◆ Aim of the exercise:
Search the data for "below". Each line containing it is to be copied.

◆ Records for the exercise:

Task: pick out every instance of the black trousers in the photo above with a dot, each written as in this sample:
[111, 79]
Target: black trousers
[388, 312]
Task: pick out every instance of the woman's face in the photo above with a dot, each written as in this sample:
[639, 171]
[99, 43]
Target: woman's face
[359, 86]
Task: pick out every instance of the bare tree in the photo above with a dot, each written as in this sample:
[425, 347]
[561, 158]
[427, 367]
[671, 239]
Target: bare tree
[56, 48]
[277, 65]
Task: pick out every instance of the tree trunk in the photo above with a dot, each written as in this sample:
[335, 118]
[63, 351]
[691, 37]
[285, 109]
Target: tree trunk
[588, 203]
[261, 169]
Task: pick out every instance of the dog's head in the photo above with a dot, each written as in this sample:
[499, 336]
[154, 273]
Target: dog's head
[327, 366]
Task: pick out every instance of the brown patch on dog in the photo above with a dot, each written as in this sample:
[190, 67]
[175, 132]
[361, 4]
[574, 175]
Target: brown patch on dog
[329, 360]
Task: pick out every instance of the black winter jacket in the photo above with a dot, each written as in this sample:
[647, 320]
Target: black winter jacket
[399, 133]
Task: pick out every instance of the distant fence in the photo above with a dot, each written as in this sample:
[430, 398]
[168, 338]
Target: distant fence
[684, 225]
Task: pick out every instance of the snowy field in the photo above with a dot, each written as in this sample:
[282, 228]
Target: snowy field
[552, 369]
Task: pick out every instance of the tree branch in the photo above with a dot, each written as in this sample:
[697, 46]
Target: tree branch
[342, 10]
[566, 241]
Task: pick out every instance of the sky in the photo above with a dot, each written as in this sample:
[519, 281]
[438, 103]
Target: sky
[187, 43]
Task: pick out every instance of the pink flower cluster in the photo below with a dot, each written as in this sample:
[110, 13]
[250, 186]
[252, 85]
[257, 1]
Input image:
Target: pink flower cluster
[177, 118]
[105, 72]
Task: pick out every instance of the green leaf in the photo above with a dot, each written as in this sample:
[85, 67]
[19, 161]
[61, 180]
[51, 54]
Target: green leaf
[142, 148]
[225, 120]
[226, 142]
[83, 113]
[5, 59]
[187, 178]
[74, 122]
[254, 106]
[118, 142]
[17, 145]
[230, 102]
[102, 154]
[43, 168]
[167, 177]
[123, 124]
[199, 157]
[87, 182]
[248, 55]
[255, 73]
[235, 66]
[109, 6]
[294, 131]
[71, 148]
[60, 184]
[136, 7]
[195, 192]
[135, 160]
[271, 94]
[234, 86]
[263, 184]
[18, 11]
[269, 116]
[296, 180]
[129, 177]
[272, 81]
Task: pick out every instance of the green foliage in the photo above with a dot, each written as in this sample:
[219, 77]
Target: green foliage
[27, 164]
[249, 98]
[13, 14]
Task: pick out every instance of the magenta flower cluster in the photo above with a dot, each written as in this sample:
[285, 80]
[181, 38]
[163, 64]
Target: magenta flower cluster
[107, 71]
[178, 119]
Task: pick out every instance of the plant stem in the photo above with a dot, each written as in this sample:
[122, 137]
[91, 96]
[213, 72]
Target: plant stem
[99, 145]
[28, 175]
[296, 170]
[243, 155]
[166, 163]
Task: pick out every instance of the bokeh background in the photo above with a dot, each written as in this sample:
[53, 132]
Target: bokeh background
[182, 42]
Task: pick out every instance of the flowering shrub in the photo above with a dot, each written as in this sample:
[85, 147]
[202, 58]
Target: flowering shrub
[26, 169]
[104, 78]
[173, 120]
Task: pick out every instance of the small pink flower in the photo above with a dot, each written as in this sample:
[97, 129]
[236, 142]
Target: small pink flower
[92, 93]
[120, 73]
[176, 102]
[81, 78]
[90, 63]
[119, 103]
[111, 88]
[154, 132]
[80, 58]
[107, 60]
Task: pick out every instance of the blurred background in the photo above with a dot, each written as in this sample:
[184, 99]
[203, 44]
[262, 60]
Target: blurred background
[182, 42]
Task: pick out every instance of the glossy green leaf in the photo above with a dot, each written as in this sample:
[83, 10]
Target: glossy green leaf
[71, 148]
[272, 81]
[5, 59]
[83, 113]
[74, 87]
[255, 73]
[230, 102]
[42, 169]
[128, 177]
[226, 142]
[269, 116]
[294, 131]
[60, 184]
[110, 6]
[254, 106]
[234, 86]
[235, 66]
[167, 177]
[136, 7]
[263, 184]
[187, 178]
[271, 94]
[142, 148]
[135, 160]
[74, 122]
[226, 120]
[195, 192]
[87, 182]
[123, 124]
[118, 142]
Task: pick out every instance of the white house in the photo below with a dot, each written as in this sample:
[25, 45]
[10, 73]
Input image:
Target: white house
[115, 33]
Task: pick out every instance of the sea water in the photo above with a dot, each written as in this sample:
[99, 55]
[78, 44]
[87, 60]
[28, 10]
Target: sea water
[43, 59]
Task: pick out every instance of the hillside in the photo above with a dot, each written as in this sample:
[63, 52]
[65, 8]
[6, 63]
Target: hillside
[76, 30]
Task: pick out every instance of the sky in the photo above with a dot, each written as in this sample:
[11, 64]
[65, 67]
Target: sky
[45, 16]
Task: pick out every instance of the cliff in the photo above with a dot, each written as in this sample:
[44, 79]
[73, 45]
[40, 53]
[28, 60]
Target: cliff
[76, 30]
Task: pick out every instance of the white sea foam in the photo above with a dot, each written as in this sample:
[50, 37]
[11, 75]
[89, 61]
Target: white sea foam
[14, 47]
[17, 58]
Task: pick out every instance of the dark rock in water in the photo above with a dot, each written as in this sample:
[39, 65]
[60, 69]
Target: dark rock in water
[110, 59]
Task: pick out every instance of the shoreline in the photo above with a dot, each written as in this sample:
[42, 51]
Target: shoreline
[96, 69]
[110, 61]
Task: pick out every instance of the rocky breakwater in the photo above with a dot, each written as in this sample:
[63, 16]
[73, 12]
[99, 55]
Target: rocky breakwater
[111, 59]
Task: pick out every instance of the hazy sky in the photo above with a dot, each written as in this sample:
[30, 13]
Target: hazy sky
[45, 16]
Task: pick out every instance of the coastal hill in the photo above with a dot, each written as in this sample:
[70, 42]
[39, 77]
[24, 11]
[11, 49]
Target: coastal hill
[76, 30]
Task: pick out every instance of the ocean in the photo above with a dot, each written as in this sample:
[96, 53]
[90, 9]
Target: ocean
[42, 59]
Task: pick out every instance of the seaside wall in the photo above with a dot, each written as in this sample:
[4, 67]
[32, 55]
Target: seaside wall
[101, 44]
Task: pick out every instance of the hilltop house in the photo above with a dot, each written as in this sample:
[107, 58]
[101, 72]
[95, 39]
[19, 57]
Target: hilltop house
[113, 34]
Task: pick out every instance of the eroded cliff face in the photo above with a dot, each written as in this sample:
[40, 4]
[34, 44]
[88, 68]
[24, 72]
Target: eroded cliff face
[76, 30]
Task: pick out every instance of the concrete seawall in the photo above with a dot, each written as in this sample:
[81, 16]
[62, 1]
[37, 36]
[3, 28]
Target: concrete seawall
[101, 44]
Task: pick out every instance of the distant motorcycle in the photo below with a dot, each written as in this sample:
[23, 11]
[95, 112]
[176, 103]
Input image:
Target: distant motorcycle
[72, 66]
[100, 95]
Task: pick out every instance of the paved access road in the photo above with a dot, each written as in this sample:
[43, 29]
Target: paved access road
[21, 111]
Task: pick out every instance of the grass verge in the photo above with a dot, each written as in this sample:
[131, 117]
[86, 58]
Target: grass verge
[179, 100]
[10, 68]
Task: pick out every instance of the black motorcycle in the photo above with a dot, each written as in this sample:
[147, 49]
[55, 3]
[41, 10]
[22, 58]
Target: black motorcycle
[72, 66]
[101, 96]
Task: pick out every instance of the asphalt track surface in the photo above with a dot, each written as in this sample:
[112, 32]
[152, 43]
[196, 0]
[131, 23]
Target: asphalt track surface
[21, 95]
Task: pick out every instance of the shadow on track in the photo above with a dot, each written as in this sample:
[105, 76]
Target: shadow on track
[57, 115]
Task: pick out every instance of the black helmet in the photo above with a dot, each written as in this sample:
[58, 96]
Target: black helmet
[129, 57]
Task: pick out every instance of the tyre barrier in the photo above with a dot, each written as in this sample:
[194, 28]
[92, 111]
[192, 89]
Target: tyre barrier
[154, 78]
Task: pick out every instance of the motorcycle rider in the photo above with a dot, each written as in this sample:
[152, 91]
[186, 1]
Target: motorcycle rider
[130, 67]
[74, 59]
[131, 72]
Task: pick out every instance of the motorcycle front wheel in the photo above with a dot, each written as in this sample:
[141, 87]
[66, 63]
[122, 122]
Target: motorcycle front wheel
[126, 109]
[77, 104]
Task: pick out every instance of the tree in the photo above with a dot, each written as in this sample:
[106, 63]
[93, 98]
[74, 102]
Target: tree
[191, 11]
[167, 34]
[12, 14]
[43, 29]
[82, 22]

◆ Task solution:
Task: pick out every instance of the pink flower cluster in the photo below with a dot, each written as in this sample:
Task: pick out every instance of the white house in the photo below with a dot, each written as in this sample:
Task: pick out every instance of the distant motorcycle in the photo below with a dot, each written as in this sample:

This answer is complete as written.